- _Given task_:
Answer these questions from the Kubernetes versions text below:
1. In version 1.28.9, what number is the PATCH?
2. When is running the latest PATCH release mandatory?
3. Which must be more recent, the API server or its clients?

Different nodes can run different kubelet versions
Different nodes can run different kernel versions
Different nodes can run different container engines

Control plane versions

If the control plane is self-hosted (running in pods), we can check it

.lab[

Show image versions for all pods in kube-system namespace:

  kubectl --namespace=kube-system get pods -o json \
          | jq -r '
            .items[]
            | [.spec.nodeName, .metadata.name]
              + 
              (.spec.containers[].image | split(":"))
            | @tsv
            ' \
          | column -t

]

What version are we running anyway?

When I say, "I'm running Kubernetes 1.28", is that the version of:
- kubectl
- API server
- kubelet
- controller manager
- something else?

Other versions that are important

etcd
kube-dns or CoreDNS
CNI plugin(s)
Network controller, network policy controller
Container engine
Linux kernel

Important questions

Should we upgrade the control plane before or after the kubelets?
Within the control plane, should we upgrade the API server first or last?
How often should we upgrade?
How long are versions maintained?
All the answers are in the documentation about version skew policy!
Let's review the key elements together ...

Kubernetes uses semantic versioning

Kubernetes versions look like MAJOR.MINOR.PATCH; e.g. in 1.28.9:
- MAJOR = 1
- MINOR = 28
- PATCH = 9
It's always possible to mix and match different PATCH releases

(e.g. 1.28.9 and 1.28.13 are compatible)
It is recommended to run the latest PATCH release

(but it's mandatory only when there is a security advisory)

Version skew

API server must be more recent than its clients (kubelet and control plane)

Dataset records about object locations
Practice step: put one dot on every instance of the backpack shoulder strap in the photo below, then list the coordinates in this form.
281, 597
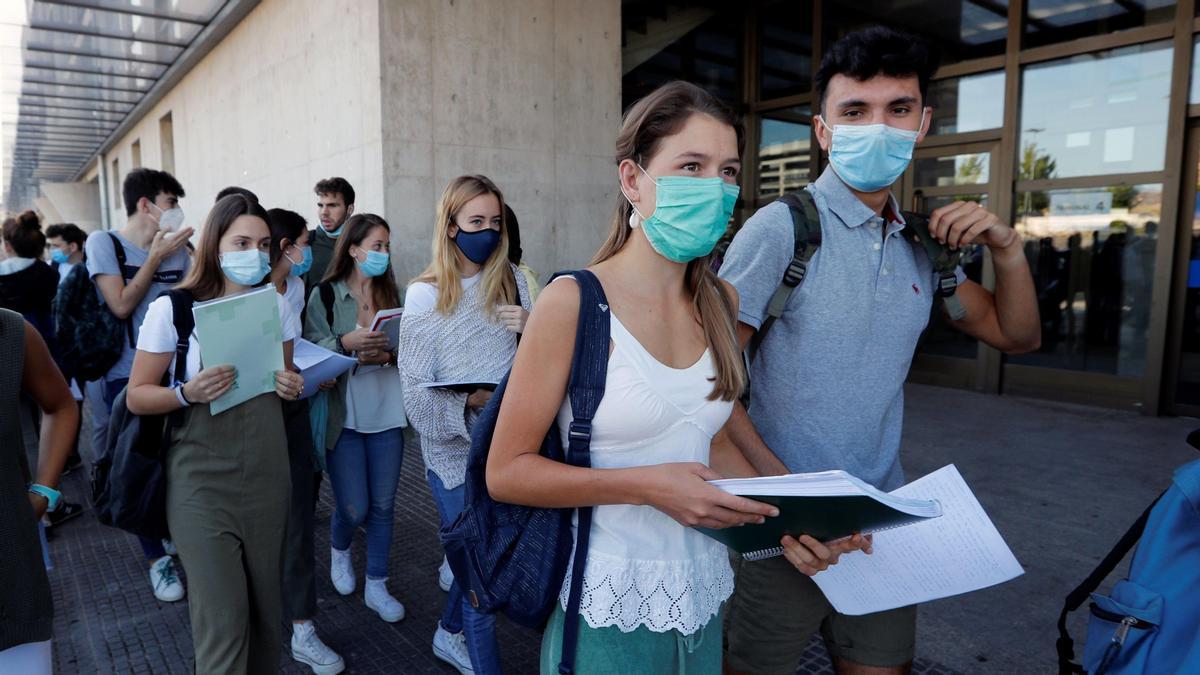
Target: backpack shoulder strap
589, 372
1066, 645
327, 298
945, 260
185, 322
807, 237
119, 251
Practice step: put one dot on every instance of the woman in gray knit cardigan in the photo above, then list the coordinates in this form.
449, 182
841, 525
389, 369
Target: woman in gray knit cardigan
462, 316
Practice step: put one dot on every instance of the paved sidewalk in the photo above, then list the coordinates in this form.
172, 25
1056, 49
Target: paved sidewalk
1061, 483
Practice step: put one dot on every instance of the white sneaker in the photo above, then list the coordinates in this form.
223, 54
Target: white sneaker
381, 601
341, 571
451, 647
165, 581
309, 650
445, 575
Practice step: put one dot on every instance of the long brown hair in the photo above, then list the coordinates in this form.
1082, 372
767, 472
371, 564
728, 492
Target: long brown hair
205, 279
498, 285
658, 115
384, 292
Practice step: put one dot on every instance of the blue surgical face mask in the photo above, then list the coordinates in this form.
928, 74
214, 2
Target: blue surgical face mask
375, 264
305, 264
478, 246
690, 215
245, 268
871, 156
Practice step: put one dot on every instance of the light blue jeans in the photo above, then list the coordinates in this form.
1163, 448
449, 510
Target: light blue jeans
459, 615
364, 470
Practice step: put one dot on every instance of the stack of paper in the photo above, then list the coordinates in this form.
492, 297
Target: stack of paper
934, 559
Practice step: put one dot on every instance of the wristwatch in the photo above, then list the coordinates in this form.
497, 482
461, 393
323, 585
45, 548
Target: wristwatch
53, 497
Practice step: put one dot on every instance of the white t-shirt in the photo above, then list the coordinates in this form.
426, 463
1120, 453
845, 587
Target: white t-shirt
423, 296
294, 296
157, 334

- _The answer_:
1. 9
2. Only when there is a security advisory.
3. The API server.